WHAT TO WORK ON — The data that follows must be transcribed in full and exactly, minus the pictures.

LISTED RECORDS —
⟨
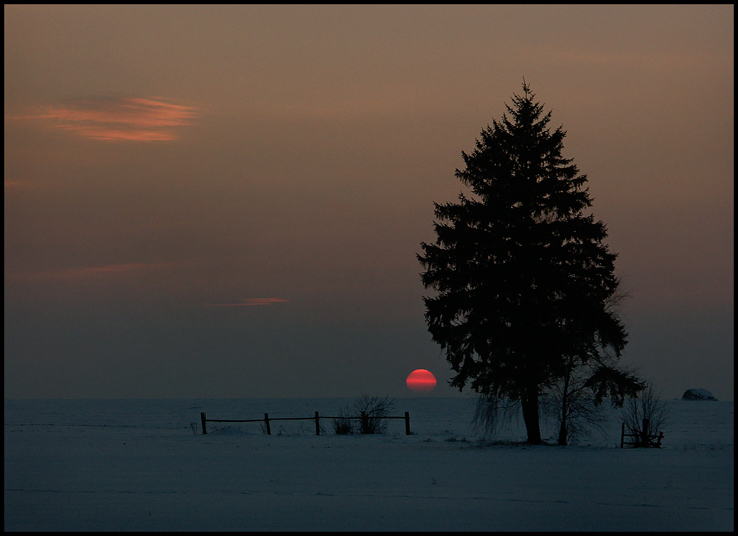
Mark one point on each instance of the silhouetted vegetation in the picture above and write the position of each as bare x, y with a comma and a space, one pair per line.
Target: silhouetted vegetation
524, 283
368, 415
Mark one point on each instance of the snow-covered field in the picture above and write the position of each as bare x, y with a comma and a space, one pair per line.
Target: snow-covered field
138, 465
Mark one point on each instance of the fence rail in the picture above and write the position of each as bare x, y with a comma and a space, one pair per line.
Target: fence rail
364, 418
⟩
OUTPUT —
Mark one point on each instance of the silhouetted vegetation in the picture above and write the position of each as bare x, y with a comma and a space, one pair per line.
Target: silhouetted vegetation
524, 283
368, 415
Mark one point on each instance of the snow-covered field in the picture above and write the position of each as bare x, y with a comma and a space, one pair per line.
Target: snow-covered field
138, 465
Mark one point on each instance of the fence rail in the picture above and write the position of each as bare x, y with a comma and a space, one pair per line.
Target: fence rail
364, 418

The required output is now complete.